# Recorded data:
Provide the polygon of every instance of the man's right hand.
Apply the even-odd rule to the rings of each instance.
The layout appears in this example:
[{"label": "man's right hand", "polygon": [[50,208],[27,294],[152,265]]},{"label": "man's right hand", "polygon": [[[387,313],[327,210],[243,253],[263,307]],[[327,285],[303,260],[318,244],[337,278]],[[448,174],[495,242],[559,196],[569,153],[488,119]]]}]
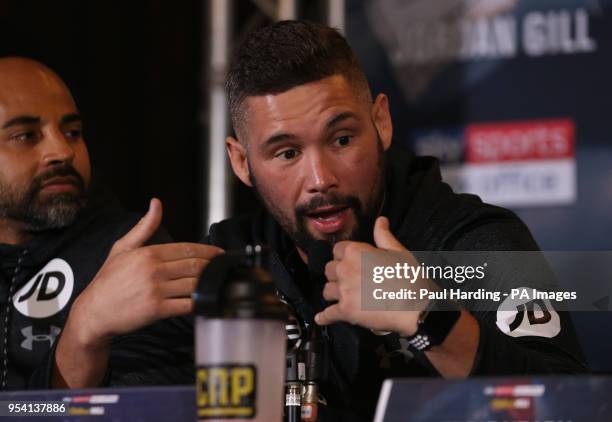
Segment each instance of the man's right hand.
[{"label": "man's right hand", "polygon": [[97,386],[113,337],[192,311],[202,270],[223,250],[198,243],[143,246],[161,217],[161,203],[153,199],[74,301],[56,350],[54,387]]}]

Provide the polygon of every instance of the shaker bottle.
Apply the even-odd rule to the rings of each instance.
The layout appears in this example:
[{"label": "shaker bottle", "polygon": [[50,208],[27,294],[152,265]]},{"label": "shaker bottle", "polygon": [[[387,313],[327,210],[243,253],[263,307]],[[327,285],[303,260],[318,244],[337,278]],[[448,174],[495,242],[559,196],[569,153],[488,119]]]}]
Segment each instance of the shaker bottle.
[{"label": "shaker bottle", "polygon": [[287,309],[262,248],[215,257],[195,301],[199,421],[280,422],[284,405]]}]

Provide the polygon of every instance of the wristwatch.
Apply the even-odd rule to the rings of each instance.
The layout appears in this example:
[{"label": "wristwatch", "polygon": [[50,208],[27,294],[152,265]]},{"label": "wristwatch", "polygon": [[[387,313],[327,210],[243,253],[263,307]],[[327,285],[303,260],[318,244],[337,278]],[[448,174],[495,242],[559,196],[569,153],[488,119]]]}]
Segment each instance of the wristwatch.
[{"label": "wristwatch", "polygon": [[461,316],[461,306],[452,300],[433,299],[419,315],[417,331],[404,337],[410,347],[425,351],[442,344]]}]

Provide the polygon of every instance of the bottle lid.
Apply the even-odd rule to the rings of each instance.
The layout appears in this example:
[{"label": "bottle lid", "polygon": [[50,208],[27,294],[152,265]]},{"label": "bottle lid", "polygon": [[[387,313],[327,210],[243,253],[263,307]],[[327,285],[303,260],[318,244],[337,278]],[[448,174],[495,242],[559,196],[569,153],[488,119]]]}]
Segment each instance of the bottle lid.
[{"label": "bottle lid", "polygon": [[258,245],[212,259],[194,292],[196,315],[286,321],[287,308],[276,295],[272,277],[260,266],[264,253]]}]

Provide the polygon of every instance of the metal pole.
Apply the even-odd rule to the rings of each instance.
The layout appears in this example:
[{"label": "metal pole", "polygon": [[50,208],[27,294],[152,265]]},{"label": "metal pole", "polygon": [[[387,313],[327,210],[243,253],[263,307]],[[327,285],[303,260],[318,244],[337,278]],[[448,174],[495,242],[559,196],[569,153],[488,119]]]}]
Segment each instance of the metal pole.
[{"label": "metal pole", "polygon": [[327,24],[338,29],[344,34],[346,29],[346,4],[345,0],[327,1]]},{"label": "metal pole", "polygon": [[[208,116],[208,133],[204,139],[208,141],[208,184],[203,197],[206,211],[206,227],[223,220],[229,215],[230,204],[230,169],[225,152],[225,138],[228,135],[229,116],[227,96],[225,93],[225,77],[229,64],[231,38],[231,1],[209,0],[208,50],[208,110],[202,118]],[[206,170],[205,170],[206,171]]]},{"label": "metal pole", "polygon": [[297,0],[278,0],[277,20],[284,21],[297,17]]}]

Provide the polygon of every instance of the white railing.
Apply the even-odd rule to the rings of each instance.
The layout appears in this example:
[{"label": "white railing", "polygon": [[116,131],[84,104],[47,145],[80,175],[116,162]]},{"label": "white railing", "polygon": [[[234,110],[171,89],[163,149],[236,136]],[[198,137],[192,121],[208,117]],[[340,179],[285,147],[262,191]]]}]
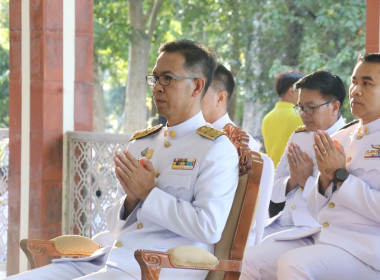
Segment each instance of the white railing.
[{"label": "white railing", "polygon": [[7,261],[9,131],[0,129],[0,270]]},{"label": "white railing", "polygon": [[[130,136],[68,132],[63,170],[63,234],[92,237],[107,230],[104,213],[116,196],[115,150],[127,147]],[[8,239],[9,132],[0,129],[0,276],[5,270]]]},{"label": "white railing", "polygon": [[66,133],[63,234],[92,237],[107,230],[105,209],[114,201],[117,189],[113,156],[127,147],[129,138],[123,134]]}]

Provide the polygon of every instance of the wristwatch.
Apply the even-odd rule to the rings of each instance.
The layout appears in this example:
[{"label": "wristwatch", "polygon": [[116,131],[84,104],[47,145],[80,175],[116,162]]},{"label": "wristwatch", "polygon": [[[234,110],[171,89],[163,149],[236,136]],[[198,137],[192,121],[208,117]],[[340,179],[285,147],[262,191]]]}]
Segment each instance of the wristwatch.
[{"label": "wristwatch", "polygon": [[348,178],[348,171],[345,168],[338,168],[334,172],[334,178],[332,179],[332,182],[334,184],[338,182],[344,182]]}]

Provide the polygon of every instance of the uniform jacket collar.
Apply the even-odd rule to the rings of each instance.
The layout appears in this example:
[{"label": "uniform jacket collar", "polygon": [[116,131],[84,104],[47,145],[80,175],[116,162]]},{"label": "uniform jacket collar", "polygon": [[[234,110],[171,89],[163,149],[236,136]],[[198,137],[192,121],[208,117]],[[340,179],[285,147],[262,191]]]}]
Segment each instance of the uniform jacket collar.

# The problem:
Tally the lines of the data that include the word "jacket". Reply with the number only.

# Written answer:
3